**TEXT SECTION**:
Difference Quotient, fifth power

**Shonard** · December 5th 2009, 03:25 PM

Hello, I have a question regarding difference quotients. I haven't been able to find a single example of a difference quotient to an exponent higher than 3, so I was hoping someone here could give me a hand.

The exact wording is:

Let f(x) = 2x^5-3x^2+1

What is the difference quotient f' of f?

I solved it to the best of my knowledge, but the answer is rather long which causes me to doubt it. Any thoughts?

**VonNemo19** · December 5th 2009, 04:07 PM

Originally Posted by Shonard

Hello, I have a question regarding difference quotients. I haven't been able to find a single example of a difference quotient to an exponent higher than 3, so I was hoping someone here could give me a hand.

The exact wording is:

Let f(x) = 2x^5-3x^2+1

What is the difference quotient f' of f?

I solved it to the best of my knowledge, but the answer is rather long which causes me to doubt it. Any thoughts?

The difference quotient can be defined (geometrically) as the slope of a secant line through the graph of a function $f(x)$ . In other words

The difference quotient: $\frac{\Delta{y}}{\Delta{x}}$ .

But your problem is asking you to find $f'(x)=\lim_{\Delta{x}\to0}\frac{\Delta{y}}{\Delta{ x}}$ .

Do you know how to do this?

**Prove It** · December 5th 2009, 04:10 PM

Originally Posted by Shonard

Hello, I have a question regarding difference quotients. I haven't been able to find a single example of a difference quotient to an exponent higher than 3, so I was hoping someone here could give me a hand.

The exact wording is:

Let f(x) = 2x^5-3x^2+1

What is the difference quotient f' of f?

I solved it to the best of my knowledge, but the answer is rather long which causes me to doubt it. Any thoughts?

Do you know the Binomial Theorem? It will help you to expand $(x + h)^5$ .

$(a + b)^n = \sum_{r = 0}^n {n\choose{r}} a^{n - r}b^r$ , provided $n$ is a positive integer.

**MATERIAL PROVIDED**:

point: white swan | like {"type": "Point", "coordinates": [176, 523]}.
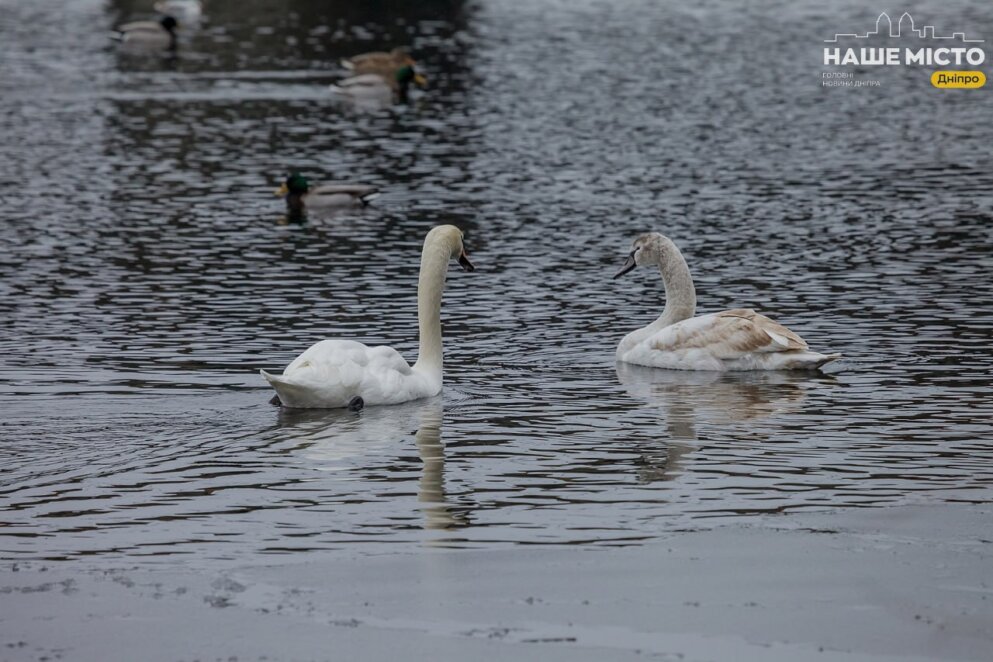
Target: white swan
{"type": "Point", "coordinates": [345, 373]}
{"type": "Point", "coordinates": [739, 339]}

**TASK SET**:
a. Reproduce the difference quotient thread word for word, starting with "Do you know the" and going on through "a positive integer.".
b. Carry the difference quotient thread further from the point where it stops.
The listing has nothing to do with the difference quotient thread.

**TASK-BY-TASK OUTPUTS**:
a.
Do you know the Binomial Theorem? It will help you to expand $(x + h)^5$ .

$(a + b)^n = \sum_{r = 0}^n {n\choose{r}} a^{n - r}b^r$ , provided $n$ is a positive integer.

b.
So that would mean $(x + h)^5 = x^5 + 5x^4h + 10x^3h^2 + 10x^2h^3 + 5xh^4 + h^5$ .

Do you think now you can evaluate $\lim_{h \to 0}\frac{f(x + h) - f(x)}{h}$ ?

**Shonard** · December 5th 2009, 04:11 PM

I know how to solve the difference quotient through the formula..

f(x+h)-f(x)/h

the fifth power is making it tricky though

**Pulock2009** · December 5th 2009, 04:14 PM

you are correct. the answer would be rather lengthy.
f(x)=2x^5-3x^2+1
f(x+h)=2(x+h)^5-3(x+h)^2+1

f'(x)=lim h->0 f(x+h)-f(x)/h

u will have to expand (x+h)^5 using binomial theorem which makes the problem lengthy. at last h would get cancelled. and u will get f'(x)=10x^4-6x
which is nothing but the differentiation of f(x).

**Prove It** · December 5th 2009, 04:14 PM

Read my post.

**VonNemo19** · December 5th 2009, 04:15 PM

Originally Posted by Shonard

I know how to solve the difference quotient through the formula..

f(x+h)-f(x)/h

the fifth power is making it tricky though

As prove it mentioned, if you insist upon differentiating this with the definition, then the binomial theorem will help you. Or, perhaps, Pascal's triangle...

**Shonard** · December 5th 2009, 04:25 PM

Originally Posted by Prove It

Do you know the Binomial Theorem? It will help you to expand $(x + h)^5$ .

$(a + b)^n = \sum_{r = 0}^n {n\choose{r}} a^{n - r}b^r$ , provided $n$ is a positive integer.

So that would mean $(x + h)^5 = x^5 + 5x^4h + 10x^3h^2 + 10x^2h^3 + 5xh^4 + h^5$ .

Do you think now you can evaluate $\lim_{h \to 0}\frac{f(x + h) - f(x)}{h}$ ?

Ok I attempted to evaluate using the expansion of (x+h)^5 and got:

$10x^4 + 20x^3h + 20x^2h^2 + 10xh^3 + 2h^4 - 2x - h$

does this seem correct?

**Prove It** · December 5th 2009, 04:35 PM

$f(x) = 2x^5 - 3x^2 + 1$ .

$f(x + h) = 2(x + h)^5 - 3(x + h)^2 + 1$

$= 2(x^5 + 5x^4h + 10x^3h^2 + 10x^2h^3 + 5xh^4 + h^5) - 3(x^2 + 2xh + h^2) + 1$

$= 2x^5 + 10x^4h + 20x^3h^2 + 20x^2h^3 + 10xh^4 + 2h^5 - 3x^2 - 6xh - 3h^2 + 1$ .

$f(x + h) - f(x) = 2x^5 + 10x^4h + 20x^3h^2 + 20x^2h^3 + 10xh^4 + 2h^5 - 3x^2 - 6xh - 3h^2 + 1$
$- (2x^5 - 3x^2 + 1)$

$= 10x^4h + 20x^3h^2 + 20x^2h^3 + 10xh^4 + 2h^5 - 6xh - 3h^2$ .

$\frac{f(x + h) - f(x)}{h} = 10x^4 + 20x^3h + 20x^2h^2 + 10xh^3 + 2h^4 - 6x - 3h$ .

Now let $h \to 0$ and we find

$f'(x) = 10x^4 - 6x$ .

**Shonard** · December 5th 2009, 04:38 PM

Ah, I see my mistake thank you.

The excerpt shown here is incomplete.